■ Work to be completed: Scan the records below. Copy every line in which the word "clicks" appears.

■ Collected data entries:

◆ ◆ ◆ ◆ ◆ ◆ ◆

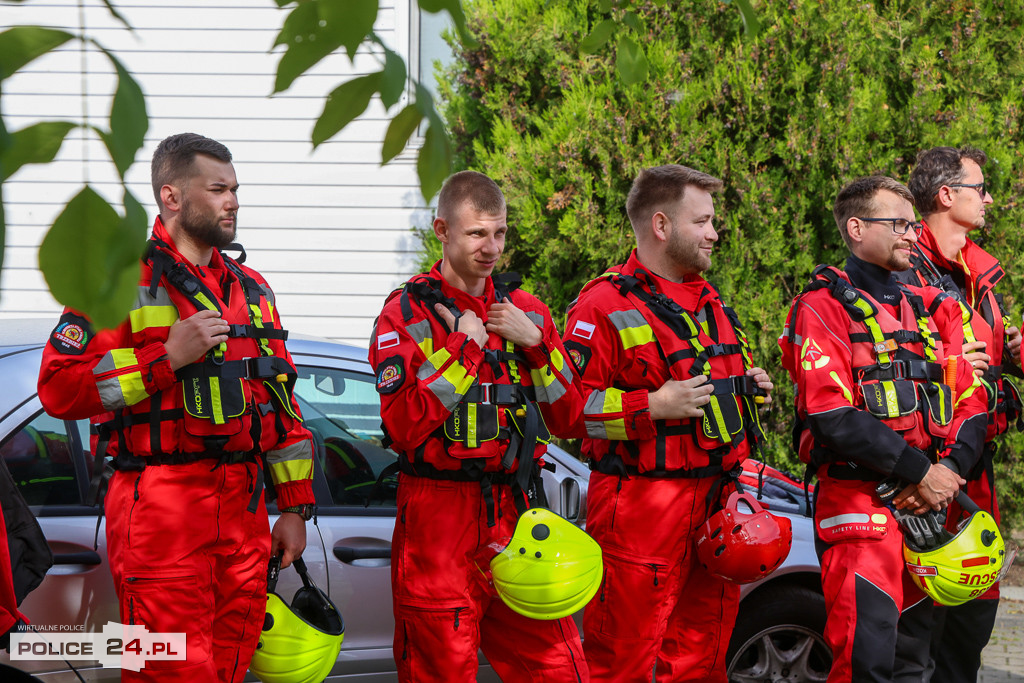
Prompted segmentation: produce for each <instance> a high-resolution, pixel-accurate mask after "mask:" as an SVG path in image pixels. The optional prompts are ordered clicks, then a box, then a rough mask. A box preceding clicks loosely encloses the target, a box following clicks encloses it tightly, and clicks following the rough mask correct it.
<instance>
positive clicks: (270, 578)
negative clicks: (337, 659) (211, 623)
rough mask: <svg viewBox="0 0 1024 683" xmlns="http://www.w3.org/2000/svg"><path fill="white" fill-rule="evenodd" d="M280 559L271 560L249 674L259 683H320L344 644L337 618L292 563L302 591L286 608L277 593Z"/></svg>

◆ ◆ ◆ ◆ ◆ ◆ ◆

■ Written answer:
Prompted segmentation: produce for each <instance> a high-resolution, pixel-accurate mask after "mask:" as an SVG path in image pixels. The optional prompts are ordered clicks, then a box, then a rough mask. A box preceding clicks loosely encloses the target, a box following clicks encloses it tightly, and clicks following the rough mask correct it.
positive clicks: (270, 578)
negative clicks: (337, 659) (211, 623)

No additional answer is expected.